Additional Information:
  

  • Look for the nail salon's state-issued license. If you don't see it prominently displayed, its likely the staff doesn't have the education and training to do the job.
  • If a manicurist pulls a tool from their pocket, that tool is no longer sanitary and you should not let them use it on you.
  • Buffers, nail files and scrubbers should be used only once and tossed away.
  • If you see a worker simply draining water from a foot spa and wiping it out dry with a towel, that's not good enough.
  • If you have a cut or open wound on your legs or feet, you shouldn't go to the salon because this could provide an opening for germs to enter your body.
  • Before placing your feet in a spa, look in the water to see if any black flecks come out that could be mold. If you see them, don't put your feet in!
  • Jessica Mears received a pedicure on November 24, 2004 in California. She died June 20, 2005.
  • Kimberly Jackson received a pedicure in July 2005 in Texas. She died on February 12, 2006.
  • According to the Centers for Disease Control and Prevention, each state has the authority to ban fish pedicures. They refer to a small fish call Garra rufa that eat away at dead skin on people's feet. The CDC says these fish pedicure tubs cannot be cleaned thoroughly between customers because the fish are present.

The following tips are from the Environmental Protection Agency:

  • Microorganisms in foot spas can enter through the skin; so broken skin (e.g., cuts and abrasions) should not come into contact with foot spa water.
  • Do not shave, use hair removal creams, or wax your legs during the 24 hours before receiving treatment in a foot spa.
  • Do not use a foot spa if your skin has any open wounds such as bug bites, bruises, scratches, cuts, scabs, poison ivy, etc.
  • Open wounds appear on the skin of feet and legs. Initially they may look like insect bites, but they increase in size and severity over time, and sometimes result in pus and scarring.
  • Some incidents of foot spa infections have been caused by Mycobacterium fortuitum. This organism can occur naturally in water and soil. Other organisms have also been found in footbath systems. The screens and tubes of foot spas are particularly good places for the bacteria to collect and grow, often forming dense layers of cells and proteins called biofilms, which can be very hard to remove.

--------

Assigned task: Continue the nail salon and foot spa safety tips above, picking up after their final sentence.

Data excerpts
--------

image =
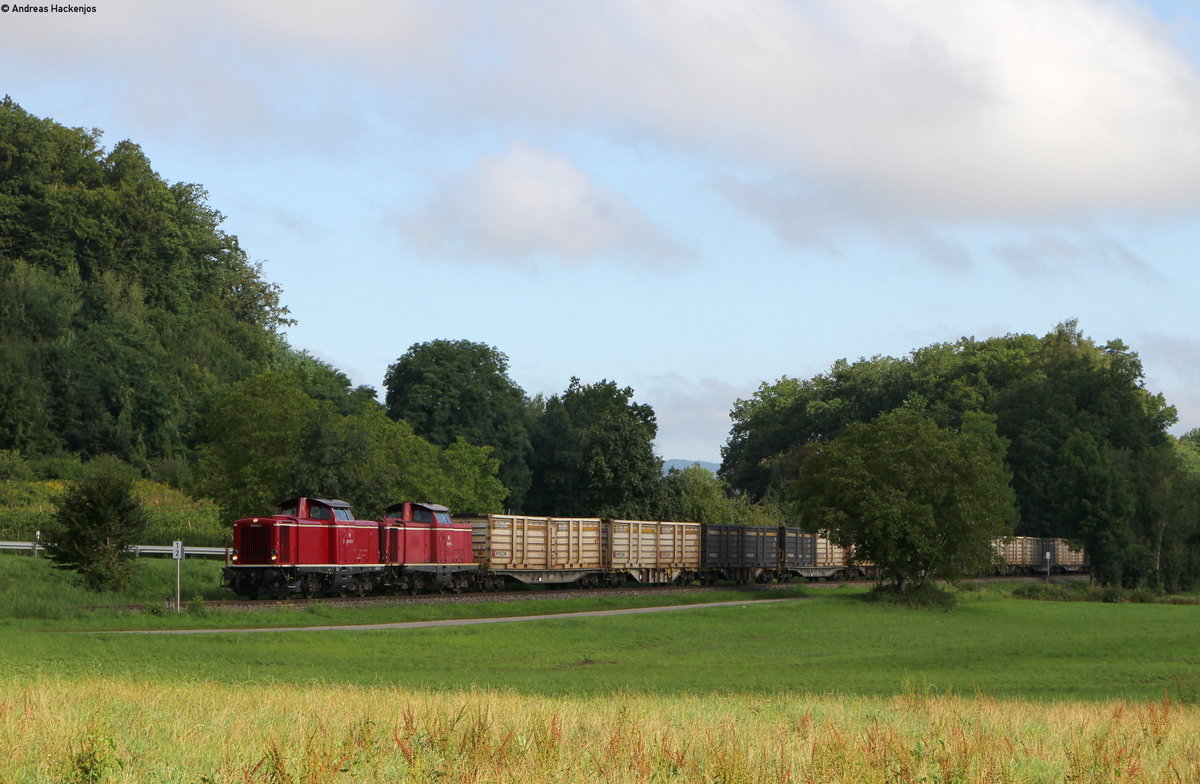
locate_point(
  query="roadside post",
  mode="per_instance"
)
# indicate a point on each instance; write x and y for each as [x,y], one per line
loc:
[177,552]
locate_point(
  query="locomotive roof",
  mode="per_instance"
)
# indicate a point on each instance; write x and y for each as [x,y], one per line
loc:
[328,502]
[431,507]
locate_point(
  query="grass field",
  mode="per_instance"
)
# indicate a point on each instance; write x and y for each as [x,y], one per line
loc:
[97,729]
[826,688]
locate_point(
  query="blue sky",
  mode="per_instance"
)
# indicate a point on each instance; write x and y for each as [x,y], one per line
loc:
[688,197]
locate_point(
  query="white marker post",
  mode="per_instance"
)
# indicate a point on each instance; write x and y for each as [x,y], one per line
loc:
[177,552]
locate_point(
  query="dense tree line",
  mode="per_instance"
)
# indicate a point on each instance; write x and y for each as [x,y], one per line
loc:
[132,327]
[1085,444]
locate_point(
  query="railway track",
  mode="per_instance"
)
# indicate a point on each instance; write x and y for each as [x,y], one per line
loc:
[520,594]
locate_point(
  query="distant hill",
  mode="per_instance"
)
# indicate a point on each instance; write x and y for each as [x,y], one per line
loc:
[679,465]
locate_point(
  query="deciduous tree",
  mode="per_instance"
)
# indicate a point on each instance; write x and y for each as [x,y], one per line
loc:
[97,519]
[918,501]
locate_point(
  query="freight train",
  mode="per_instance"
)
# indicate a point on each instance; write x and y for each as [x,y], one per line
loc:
[317,546]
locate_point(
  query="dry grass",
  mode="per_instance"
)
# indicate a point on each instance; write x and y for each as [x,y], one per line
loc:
[108,730]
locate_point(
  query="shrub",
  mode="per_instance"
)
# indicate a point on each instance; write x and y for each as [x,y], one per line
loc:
[96,522]
[924,597]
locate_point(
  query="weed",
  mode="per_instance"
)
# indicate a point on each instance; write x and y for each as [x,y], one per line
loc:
[924,597]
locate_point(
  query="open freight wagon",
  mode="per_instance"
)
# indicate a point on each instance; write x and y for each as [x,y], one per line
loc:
[585,551]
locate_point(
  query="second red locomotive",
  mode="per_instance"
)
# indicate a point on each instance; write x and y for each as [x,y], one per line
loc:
[317,545]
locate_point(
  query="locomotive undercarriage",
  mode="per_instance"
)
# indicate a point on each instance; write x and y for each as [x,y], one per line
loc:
[280,582]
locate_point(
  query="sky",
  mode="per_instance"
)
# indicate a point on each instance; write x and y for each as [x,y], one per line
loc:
[688,197]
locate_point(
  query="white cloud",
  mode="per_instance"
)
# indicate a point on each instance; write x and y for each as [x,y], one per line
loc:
[529,203]
[693,414]
[904,115]
[1048,253]
[1171,364]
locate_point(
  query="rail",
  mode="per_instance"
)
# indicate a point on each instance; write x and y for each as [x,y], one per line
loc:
[139,549]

--------

Written response:
  • Ask salon workers how the foot spas are maintained and how often.
  • A foot spa should be disinfected between each customer, and nightly. The disinfectant needs to work for the full time listed on its label, typically 10 minutes, depending on the type of disinfectant.
  • Proper cleaning and disinfection can greatly reduce the risk of getting an infection by reducing the bacteria that can build up in the foot spa system.
  • Salons should use an EPA-registered hospital disinfectant.
  • The label should list relevant product information, including: The terms "Disinfectant" and also "Hospital" or "Medical" or "Health Care". This indicates the product can be used as a disinfectant on surfaces in these environments, the EPA registration number, and some products may have instructions for both sanitizing and disinfecting footbaths. Pedicurists should follow disinfecting directions.
  • Do not use the foot spa if you are not sure it is disinfected and safe to use. Do not risk your health. You should report any problems to your state cosmetological board.

Other resources:

Tips from Dr. Robert Spalding:

  • If a nail tech is willing to serve you with an obvious non diagnosed nail problem, they are also willing to contaminate the next client.
  • Nail techs should learn to refer to podiatrists rather than treat out of their scope of practice. They are not taught how to properly refer to physicians in existing cosmetology textbooks. The ANT course teaches nail teach to autoclave, refer and how to aseptically perform nail debridment services.
  • Nail techs and cosmetologists are in the healthcare profession when they provide pedicures whether they want to admit or not.
  • The 700,000 nail tech professionals in the 200,000 nail salons perform more high risk pedicures than the 15,000 podiatrists do in the US.
  • The dollar cost in this economy sometimes make people with nail problems show up in a cheap salon rather than seeking more professional medical care in a podiatry office.